### Exercise details
Output exactly the lines that run from the line with "If you could point to the blue" to the end of the material, both ends included, and no other lines.

### Supplied entries
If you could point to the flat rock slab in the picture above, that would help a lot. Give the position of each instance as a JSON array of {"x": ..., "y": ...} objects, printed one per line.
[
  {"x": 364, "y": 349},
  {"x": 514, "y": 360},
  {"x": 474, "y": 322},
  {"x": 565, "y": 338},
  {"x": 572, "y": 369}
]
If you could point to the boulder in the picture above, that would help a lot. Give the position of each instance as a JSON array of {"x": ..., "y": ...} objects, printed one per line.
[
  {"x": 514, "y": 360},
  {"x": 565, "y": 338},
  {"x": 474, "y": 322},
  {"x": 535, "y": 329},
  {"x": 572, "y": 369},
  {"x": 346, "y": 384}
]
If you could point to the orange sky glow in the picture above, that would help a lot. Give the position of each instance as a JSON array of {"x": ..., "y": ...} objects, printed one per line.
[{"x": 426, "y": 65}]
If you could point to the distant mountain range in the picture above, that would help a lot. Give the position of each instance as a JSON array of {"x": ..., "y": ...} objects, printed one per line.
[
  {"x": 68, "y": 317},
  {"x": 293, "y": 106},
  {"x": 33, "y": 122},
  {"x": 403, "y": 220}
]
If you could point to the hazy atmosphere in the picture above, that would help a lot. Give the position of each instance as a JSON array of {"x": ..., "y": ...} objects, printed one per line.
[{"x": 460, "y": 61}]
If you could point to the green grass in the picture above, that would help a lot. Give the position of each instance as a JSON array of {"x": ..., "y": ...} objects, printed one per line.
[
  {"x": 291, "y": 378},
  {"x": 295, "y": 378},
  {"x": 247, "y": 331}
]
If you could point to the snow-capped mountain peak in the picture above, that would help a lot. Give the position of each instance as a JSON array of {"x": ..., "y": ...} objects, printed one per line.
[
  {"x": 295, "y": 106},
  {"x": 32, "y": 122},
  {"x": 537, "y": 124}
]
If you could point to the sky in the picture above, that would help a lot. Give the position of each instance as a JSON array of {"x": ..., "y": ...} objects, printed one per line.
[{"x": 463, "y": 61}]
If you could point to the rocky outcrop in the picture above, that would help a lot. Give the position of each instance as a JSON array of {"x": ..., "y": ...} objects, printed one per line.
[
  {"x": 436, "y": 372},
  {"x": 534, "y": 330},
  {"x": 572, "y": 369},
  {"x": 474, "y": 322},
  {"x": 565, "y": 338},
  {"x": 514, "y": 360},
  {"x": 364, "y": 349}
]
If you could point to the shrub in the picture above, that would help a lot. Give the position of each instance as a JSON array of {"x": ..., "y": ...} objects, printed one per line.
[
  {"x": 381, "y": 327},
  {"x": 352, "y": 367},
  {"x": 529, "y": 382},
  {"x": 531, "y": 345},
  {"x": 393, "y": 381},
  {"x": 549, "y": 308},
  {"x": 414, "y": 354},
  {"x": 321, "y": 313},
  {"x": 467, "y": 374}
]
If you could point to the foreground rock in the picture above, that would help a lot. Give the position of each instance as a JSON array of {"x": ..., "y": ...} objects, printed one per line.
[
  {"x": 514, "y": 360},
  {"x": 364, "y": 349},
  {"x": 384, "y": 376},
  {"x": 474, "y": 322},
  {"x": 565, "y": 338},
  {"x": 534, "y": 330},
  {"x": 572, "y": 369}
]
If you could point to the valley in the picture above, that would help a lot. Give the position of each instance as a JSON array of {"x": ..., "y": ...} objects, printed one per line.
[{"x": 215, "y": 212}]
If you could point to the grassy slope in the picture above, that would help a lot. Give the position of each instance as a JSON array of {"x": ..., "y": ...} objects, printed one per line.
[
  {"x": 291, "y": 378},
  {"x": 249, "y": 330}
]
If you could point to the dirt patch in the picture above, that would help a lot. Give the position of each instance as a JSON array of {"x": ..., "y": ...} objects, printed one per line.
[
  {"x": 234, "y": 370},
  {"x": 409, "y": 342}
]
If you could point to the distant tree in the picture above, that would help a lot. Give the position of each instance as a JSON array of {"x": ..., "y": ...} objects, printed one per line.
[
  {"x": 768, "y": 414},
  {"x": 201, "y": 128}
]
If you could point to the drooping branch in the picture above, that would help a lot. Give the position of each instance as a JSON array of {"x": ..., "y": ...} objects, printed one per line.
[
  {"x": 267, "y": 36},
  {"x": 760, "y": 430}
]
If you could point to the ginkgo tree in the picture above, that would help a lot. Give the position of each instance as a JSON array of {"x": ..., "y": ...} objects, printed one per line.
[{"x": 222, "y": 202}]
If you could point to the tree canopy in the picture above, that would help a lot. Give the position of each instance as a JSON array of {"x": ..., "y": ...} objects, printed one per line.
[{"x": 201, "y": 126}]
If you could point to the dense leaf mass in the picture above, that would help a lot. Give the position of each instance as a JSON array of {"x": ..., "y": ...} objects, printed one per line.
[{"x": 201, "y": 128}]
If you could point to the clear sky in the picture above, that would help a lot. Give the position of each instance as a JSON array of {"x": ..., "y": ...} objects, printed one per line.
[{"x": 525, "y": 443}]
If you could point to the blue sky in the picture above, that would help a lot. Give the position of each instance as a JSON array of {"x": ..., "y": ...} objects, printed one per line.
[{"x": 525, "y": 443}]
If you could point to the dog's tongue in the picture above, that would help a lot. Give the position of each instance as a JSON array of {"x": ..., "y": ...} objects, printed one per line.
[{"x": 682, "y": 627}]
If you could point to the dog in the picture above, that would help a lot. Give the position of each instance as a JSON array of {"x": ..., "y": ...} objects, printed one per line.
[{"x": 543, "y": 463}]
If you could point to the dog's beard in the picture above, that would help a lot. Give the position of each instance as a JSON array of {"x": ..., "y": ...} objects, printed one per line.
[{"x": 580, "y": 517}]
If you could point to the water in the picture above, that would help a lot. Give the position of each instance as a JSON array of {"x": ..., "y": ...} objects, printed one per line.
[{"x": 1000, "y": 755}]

### Expected output
If you could point to the blue sky in the picture above, that would help a lot. Give the position of each instance as a JSON array of {"x": ..., "y": ...} objects, printed one per line.
[{"x": 525, "y": 443}]
If you could point to the dog's tongue in the picture above, that would help a lot. Give the position of each instance as a JSON array of {"x": ..., "y": ...} objects, printed one per line.
[{"x": 682, "y": 627}]
If you could point to the dog in the picture above, that would help a lot. Give the position of each instance as a JSON array of {"x": ..., "y": ...} objects, printed one per line.
[{"x": 543, "y": 463}]
If you could point to the dog's beard in the picture above, that would help a lot. Give the position of each instance as a JSON array of {"x": ..., "y": ...} objects, printed one per line.
[{"x": 580, "y": 517}]
If you could point to the water in the picture above, that would help a lot. Give the position of each instance as a JSON array of {"x": ..., "y": ...} objects, printed one per line.
[{"x": 1000, "y": 755}]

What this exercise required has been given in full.